• **WORK TASK A**
Decide whether each statement agrees with the text on Arora's hotel plans. Answer yes or no for each, and quote the words that settle it. (i) Arora named the consultant he hired. (ii) Arora intends to try to keep the ballroom as it is. (iii) The project would create more than 30 jobs.
• **WORK TASK B**
Carry on the text about Arora's hotel plans, starting right after its last sentence.

Arora said he hired a consultant, whom he wouldn't identify, who "came to the conclusion that this is the best spot you can ask for for independent living.
"Number one, it's right in the center of town. They can walk out of the building and do their shopping. There's doctors' offices right next door (Medical Associates of Saranac Lake). There are all denominations of churches right on Church Street. They can take a walk and so forth. We came to the conclusion that this will be the best way out of all the options we have to utilize the space."
Arora said the project would create 20 to 25 "high-paying jobs." He said he's looking into finding a management company that would run both the independent living component and the hotel, and he said he's talked to some medical groups that might be interested in moving their medical practices into the hotel's main floor. He planned to meet with North Woods Engineering last week to see if the firm would be interested in developing a plan for the building.
"We have to do a feasibility study," Arora said. "Probably we will convert two floors for the independent living, then keep two floors plus the ground floor and the first floor for the (hotel) guests. We will try to maintain the ballroom as it is. Along with that. we're going to do a major renovation of the hotel: the facade of the building, the rooms, bathrooms, buying new furniture."
Once the conversion and renovation of the hotel is complete, Arora said he'd then pursue one of his original goals when he bought the building: putting a restaurant on its roof.
Arora says there's a demand for independent living that could increase his profitability.
"I've been told there's a waiting list on some of the independent living facilities," he said. "We know that we are going to make the money. We've done the rough calculations. We find this is going to be profitable."
Arora also says the change would benefit downtown businesses and could also help improve his sour relationship with the community.

• **DATASET EXCERPTS**
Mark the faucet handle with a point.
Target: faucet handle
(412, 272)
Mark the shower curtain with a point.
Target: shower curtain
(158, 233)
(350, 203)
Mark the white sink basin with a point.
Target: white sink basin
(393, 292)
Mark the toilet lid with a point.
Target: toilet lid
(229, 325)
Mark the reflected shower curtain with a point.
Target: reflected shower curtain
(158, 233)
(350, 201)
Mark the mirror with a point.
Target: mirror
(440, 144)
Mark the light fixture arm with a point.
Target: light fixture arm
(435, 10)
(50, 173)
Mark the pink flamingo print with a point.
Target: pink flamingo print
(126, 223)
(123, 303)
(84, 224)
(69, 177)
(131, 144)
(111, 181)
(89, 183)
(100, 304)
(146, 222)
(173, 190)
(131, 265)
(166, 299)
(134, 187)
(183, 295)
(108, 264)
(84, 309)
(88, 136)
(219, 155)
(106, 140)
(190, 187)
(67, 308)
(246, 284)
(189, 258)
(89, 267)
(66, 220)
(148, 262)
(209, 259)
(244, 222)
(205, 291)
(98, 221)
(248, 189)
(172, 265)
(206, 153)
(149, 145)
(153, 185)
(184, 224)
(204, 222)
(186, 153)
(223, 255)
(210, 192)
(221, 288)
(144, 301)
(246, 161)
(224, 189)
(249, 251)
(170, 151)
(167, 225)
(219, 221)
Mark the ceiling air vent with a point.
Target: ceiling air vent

• **ANSWER BOX A**
(i) No: "whom he wouldn't identify"
(ii) Yes: "We will try to maintain the ballroom as it is."
(iii) No: "the project would create 20 to 25 "high-paying jobs.""

• **ANSWER BOX B**
"By utilizing this hotel to maximum capacity, it will be the best thing that can happen to the local merchants," he said. "You'll still keep the icon, at the same time, the traffic will be increased. We are here for the long haul and we are going to invest more money in this property, which will in turn bring more traffic, and hopefully it will bring a little bit of good will to us that we're not here to destroy the hotel, as people have the perception."
Asked about Arora's plan, Rabideau said it would be "very, very sad to have any part of the use of the hotel building converted to another use.
"I think there's better locations in the village, or just outside the village, for assisted living. Secondly, I'll believe it when I see it. We've heard a lot of talk and a lot of plans. We've not seen anything except the degradation of the hotel since the owner purchased the building, and that's a fact."
"We talked briefly about the new idea to turn the hotel into an assisted living facility or something like that," Van Cott said of his meeting with Arora. "He is a hotel person, so I find it surprising coming from him and wonder whether it is something his family wants to do with the hotel. The bottom line is that they hold all of the cards."
Rabideau said he understands that the hotel is private property and Arora can do with it as he pleases.
"But just like the Empire State Building is a proud part of New York City and it's privately owned, but for anybody to desecrate the Empire State Building would bring the wrath of the Big Apple upon them - the wrath of Saranac Lake may come upon the owner of the Hotel Saranac, because it's part of our town and it's an icon of Saranac Lake."